* Task to complete: Rewrite the lines below, putting "pin" in place of every "marker" and leaving everything else as it is.

--- START ---

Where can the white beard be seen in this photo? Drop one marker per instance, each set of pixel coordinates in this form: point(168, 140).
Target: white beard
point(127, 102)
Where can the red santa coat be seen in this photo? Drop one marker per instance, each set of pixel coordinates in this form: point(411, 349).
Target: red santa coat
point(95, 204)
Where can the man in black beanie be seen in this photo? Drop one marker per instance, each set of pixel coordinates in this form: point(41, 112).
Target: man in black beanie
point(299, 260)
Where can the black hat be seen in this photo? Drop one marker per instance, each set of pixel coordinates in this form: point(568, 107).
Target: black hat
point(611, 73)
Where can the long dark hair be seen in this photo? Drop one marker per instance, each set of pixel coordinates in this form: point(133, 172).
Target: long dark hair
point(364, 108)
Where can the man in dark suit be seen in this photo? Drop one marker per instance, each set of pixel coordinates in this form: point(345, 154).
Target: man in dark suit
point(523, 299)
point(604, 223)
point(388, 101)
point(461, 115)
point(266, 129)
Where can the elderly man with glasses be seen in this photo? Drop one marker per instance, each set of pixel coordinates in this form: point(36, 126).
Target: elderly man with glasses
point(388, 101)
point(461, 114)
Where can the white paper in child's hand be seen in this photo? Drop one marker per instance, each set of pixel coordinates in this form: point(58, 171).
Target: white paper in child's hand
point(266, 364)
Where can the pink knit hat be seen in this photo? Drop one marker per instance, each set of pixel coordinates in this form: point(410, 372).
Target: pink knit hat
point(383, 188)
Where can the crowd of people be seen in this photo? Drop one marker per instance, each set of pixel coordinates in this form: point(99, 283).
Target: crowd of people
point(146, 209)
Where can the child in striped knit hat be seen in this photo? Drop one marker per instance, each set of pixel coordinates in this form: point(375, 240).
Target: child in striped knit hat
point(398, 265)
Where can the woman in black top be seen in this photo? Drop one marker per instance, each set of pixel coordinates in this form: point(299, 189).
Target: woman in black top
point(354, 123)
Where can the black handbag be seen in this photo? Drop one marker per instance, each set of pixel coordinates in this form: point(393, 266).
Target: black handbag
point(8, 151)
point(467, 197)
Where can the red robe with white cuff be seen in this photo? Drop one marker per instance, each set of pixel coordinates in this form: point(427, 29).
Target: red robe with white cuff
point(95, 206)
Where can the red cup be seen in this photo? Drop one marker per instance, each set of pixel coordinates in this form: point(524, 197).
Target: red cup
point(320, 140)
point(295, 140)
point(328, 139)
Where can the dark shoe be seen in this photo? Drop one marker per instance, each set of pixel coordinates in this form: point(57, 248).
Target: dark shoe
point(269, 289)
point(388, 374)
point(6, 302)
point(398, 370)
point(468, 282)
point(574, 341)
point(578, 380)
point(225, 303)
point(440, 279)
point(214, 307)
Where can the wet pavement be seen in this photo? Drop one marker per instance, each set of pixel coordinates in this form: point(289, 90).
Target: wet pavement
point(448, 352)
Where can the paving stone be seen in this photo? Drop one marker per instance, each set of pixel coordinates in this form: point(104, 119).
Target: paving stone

--- END ---

* Problem solution:
Where can the white beard be seen in this photo? Drop one pin per instance, each set of pixel coordinates in this form: point(168, 140).
Target: white beard
point(127, 102)
Where can the red santa coat be seen in this photo? Drop one pin per instance, each set of pixel coordinates in this form: point(411, 349).
Target: red santa coat
point(95, 204)
Where can the man in black beanie be seen in this photo? Drop one pin per instance, each set of pixel coordinates in this form: point(41, 112).
Target: man in black beanie
point(299, 260)
Where can the black hat be seen in this photo? Drop one pin per instance, each set of pixel coordinates in this form: point(568, 107).
Target: black hat
point(611, 73)
Where can the long dark hair be seen in this photo? Drop one pin per instance, each set of pixel coordinates in this form: point(133, 172).
Target: long dark hair
point(364, 108)
Where can the man in dark suit be seen in this photo? Drop one pin per instance, each set of pixel coordinates in this form: point(345, 154).
Target: man in dark suit
point(523, 299)
point(604, 223)
point(388, 101)
point(461, 115)
point(266, 129)
Where can the elderly man with glasses be seen in this photo? Drop one pin per instance, each set of pixel coordinates in this form: point(36, 126).
Target: elderly man with glasses
point(388, 101)
point(461, 114)
Where can the white paper in child's hand be seen in this photo? Drop one pin per instance, each set of pixel coordinates in this form: point(58, 171).
Target: white paper in child's hand
point(266, 364)
Where can the pink knit hat be seen in this photo? Drop one pin per instance, each set of pixel coordinates in this form: point(410, 372).
Target: pink knit hat
point(383, 188)
Where can the crowd of people be seen in this photo? Drop one pin per instance, each set of pixel coordinates in this form: point(99, 283).
Target: crowd of people
point(146, 209)
Where can the child in striped knit hat be seen in this photo? Drop one pin per instance, each set of pixel coordinates in this form: point(375, 240).
Target: child in striped knit hat
point(398, 265)
Where can the woman in black top be seen in this photo? Drop one pin per instance, each set of pixel coordinates in this form: point(299, 189).
Target: woman in black top
point(354, 123)
Where can the black handbag be seen in this photo? Drop one pin per instance, each set of pixel coordinates in this form: point(393, 266).
Target: black handbag
point(8, 151)
point(467, 197)
Where can the red robe with white cuff be seen in this photo? Drop one pin per instance, each set of pixel coordinates in this form: point(427, 29).
Target: red robe with white cuff
point(95, 206)
Where can the red cup be seen in this photo? Drop one pin per instance, each set of pixel coordinates in this form: point(524, 197).
Target: red cup
point(320, 140)
point(295, 140)
point(328, 139)
Where can the dark shoe be seen in this photo? Drop one pin per instance, each set of pixel coordinates in this form: point(57, 248).
Target: dark shoe
point(269, 289)
point(388, 374)
point(6, 302)
point(398, 370)
point(468, 282)
point(574, 341)
point(578, 380)
point(225, 303)
point(440, 279)
point(214, 307)
Where can the wet pavement be seen in this photo? Drop one pin per instance, each set of pixel coordinates in this form: point(289, 90).
Target: wet pavement
point(448, 352)
Where can the paving stone be seen in this photo? Drop one pin per instance, each set of pixel coordinates in this form: point(104, 119).
Target: paving stone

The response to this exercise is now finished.